### Document section:
┏━━

Tips for reducing your COVID-19 risk while traveling

(AP Photo/Gene J. Puskar) (Copyright 2021 The Associated Press. All rights reserved)

Spring break is upon us and many families are eager to go on a long-awaited vacation.

However, the Centers for Disease Control and Prevention (CDC) is still asking us to hold off on travel to contain the spread of COVID-19.

But, if you can’t resist the temptation to travel, Frank Esper, MD, an infectious disease specialist with Cleveland Clinic Children’s, suggests avoiding places where groups of people may congregate.

“If you’re going to travel, to make it as safe as possible. So, try to avoid the crowds at something like an airport, or bus terminal, or train station,” he said.

Dr. Esper said driving is a safer alternative. But, you’ll want to avoid too many stops to reduce exposure risk.

“Try not to eat out. So, if you can pack lunches for that trip, or at least some foods and snacks, so you don’t have to stop nearly as often, that’s also going to help,” Dr. Esper said.

He reminds us outdoor activities are best, but only if we can maintain six feet of social distance.

┗━━

### Data:

┏━━

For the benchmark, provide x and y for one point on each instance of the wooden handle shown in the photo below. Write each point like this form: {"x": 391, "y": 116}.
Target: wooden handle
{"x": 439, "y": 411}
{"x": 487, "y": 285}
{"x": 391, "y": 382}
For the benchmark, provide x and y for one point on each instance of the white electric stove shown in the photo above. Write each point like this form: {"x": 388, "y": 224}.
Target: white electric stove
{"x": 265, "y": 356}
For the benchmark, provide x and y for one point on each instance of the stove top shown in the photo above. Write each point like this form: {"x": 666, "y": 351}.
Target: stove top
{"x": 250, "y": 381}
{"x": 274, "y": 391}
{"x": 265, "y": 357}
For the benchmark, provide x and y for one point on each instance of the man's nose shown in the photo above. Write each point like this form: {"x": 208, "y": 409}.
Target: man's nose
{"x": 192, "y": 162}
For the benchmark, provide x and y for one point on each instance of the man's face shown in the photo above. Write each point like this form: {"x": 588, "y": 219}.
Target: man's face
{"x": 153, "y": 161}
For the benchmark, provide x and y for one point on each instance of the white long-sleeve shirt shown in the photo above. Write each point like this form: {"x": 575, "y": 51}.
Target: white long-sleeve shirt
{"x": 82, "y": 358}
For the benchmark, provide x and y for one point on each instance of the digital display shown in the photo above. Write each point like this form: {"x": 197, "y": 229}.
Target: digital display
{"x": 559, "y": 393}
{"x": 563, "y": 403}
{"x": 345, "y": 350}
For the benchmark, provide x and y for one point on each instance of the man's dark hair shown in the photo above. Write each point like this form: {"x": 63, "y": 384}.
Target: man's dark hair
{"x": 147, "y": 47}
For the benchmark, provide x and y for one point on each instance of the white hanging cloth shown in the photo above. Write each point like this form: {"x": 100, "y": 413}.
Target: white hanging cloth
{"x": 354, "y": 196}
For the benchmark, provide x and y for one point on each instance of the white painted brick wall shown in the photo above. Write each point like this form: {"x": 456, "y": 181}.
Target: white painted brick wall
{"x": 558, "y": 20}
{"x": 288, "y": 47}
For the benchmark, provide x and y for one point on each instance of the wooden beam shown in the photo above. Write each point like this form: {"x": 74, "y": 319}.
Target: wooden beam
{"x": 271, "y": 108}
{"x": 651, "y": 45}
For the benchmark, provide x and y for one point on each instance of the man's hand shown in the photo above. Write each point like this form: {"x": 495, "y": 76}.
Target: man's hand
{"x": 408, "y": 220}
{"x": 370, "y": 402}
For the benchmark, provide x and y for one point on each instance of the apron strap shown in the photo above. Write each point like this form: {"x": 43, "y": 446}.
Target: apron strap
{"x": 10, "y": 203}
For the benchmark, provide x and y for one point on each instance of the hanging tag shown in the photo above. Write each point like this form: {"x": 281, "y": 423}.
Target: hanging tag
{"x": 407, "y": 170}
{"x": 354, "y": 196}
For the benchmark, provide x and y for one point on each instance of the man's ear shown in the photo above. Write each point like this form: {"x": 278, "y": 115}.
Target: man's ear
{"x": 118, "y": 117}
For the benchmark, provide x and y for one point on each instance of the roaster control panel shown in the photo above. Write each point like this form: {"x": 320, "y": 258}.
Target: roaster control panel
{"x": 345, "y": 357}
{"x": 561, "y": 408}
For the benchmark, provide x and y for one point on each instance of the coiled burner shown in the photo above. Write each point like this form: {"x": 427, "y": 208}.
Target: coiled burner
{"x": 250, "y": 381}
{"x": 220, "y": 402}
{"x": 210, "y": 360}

┗━━

### Problem description:
Extend the article on lowering COVID-19 risk while traveling, picking up right after its last sentence about outdoor activities and six feet of distance.

### Response for this exercise:
“If you do happen to be at a beach, that’s great. But, it is best to not be around other people,” said Dr. Esper. “It is better for you to be camping than it is for you to be at a resort.”

The same goes for people who are fully vaccinated.

“There’s no difference between travel restrictions for vaccinated and unvaccinated. Just because you’re vaccinated, you may be safe yourself but we still don’t know if that prevents you from transmitting it to other people so, you might not get sick, but can you still transmit? We don’t know that yet,” Dr. Esper said.

The CDC recommends wearing a mask in public, COVID-19 testing before and after travel, and quarantine upon returning home.

Also, if you’re leaving the state, it’s a good idea to check pandemic travel restrictions, as they vary from state-to-state.